• _Problem to solve_
Copy all of the records exactly.

Referring expression pointing data:
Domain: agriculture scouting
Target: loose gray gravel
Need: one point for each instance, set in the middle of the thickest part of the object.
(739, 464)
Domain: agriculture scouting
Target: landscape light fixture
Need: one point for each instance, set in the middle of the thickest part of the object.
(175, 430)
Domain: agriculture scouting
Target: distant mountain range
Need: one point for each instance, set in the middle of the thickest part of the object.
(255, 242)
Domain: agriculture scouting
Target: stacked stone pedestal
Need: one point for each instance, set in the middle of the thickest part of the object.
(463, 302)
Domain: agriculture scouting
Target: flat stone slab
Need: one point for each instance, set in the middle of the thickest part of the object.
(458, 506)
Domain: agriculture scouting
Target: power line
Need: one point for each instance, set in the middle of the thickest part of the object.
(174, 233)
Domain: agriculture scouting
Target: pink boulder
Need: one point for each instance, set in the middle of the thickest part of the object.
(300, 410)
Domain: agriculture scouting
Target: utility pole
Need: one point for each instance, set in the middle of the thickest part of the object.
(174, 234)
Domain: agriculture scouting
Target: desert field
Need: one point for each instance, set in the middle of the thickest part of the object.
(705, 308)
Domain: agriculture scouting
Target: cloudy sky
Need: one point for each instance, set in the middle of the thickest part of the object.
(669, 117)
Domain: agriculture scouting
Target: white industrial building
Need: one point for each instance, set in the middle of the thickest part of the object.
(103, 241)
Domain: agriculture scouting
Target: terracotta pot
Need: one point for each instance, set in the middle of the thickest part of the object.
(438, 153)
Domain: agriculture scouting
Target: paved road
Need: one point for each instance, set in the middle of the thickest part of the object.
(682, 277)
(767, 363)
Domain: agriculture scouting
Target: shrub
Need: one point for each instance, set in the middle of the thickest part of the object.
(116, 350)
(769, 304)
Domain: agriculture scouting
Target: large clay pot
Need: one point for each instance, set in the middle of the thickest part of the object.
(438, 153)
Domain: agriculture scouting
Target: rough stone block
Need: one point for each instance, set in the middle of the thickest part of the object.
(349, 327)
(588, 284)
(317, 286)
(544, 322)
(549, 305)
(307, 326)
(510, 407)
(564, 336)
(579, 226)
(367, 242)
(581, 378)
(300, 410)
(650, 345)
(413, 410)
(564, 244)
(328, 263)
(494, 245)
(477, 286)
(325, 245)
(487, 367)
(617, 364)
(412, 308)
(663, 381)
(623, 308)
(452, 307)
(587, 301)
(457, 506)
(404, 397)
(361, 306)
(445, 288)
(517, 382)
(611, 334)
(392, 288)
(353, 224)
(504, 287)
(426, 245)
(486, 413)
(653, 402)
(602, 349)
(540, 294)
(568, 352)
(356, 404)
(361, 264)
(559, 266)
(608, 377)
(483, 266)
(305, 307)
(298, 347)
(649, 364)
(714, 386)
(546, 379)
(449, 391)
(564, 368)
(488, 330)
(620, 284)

• _Result of the task_
Domain: agriculture scouting
Target: loose gray gravel
Need: one point for each instance, set in the middle of the thickest part of the object.
(739, 464)
Domain: agriculture scouting
Target: landscape light fixture
Need: one point for each instance, set in the middle of the thickest part of the object.
(175, 430)
Domain: agriculture scouting
Target: distant mountain range
Need: one point for each instance, set in the middle of the thickest part of the object.
(255, 242)
Domain: agriculture scouting
Target: stacked stone pedestal
Need: one point for each instance, set in the middle of the thickest part of the object.
(463, 302)
Domain: agriculture scouting
Target: flat stone slab
Need: one point for each instance, set in the middle of the thickest part of the object.
(458, 506)
Domain: agriculture scouting
Target: power line
Need: one point for each instance, set in the middle of the thickest part of the object.
(174, 233)
Domain: agriculture scouting
Target: pink boulder
Need: one point for each instance, set in the middle of the thickest part of the object.
(300, 410)
Domain: agriculture scouting
Target: utility pole
Need: one point for each instance, set in the middle of the thickest part of the object.
(174, 234)
Domain: agriculture scouting
Target: desert field
Need: one point for each instance, set in the middle of the thickest part of the object.
(705, 308)
Domain: agriculture scouting
Target: cloudy sky
Need: one point for each instance, set in the middle of the thickest part of the object.
(669, 117)
Domain: agriculture scouting
Target: white industrial building
Need: one point for each instance, set in the middle of the thickest part of the object.
(103, 241)
Domain: agriculture scouting
Target: terracotta pot
Need: one point for each instance, set in the middle of the thickest part of the object.
(438, 153)
Domain: agriculture scouting
Target: paved road
Need: one point for each instance, set in the middle of the thickest part of the object.
(682, 277)
(767, 363)
Domain: agriculture scouting
Target: shrub
Need: one point for each instance, set in the middle of the thickest part of the object.
(116, 350)
(769, 304)
Domain: agriculture scouting
Target: large clay pot
Need: one point for each instance, set in the middle of the thickest part of the object.
(438, 153)
Domain: agriculture scouting
Target: rough stone block
Need: one point for each instance, set in the middle of the thickest part of the object.
(349, 327)
(588, 284)
(317, 286)
(544, 322)
(549, 305)
(307, 326)
(510, 407)
(564, 336)
(579, 226)
(367, 242)
(581, 378)
(300, 410)
(650, 345)
(413, 410)
(564, 244)
(328, 263)
(494, 245)
(477, 286)
(325, 245)
(487, 367)
(617, 364)
(412, 308)
(663, 381)
(623, 308)
(452, 307)
(587, 301)
(457, 506)
(404, 397)
(361, 306)
(445, 288)
(517, 382)
(611, 334)
(392, 288)
(353, 224)
(504, 287)
(426, 245)
(486, 413)
(653, 402)
(602, 349)
(540, 294)
(568, 352)
(356, 404)
(361, 264)
(559, 266)
(608, 377)
(483, 266)
(305, 307)
(298, 347)
(649, 364)
(714, 386)
(546, 379)
(449, 391)
(564, 368)
(488, 330)
(620, 284)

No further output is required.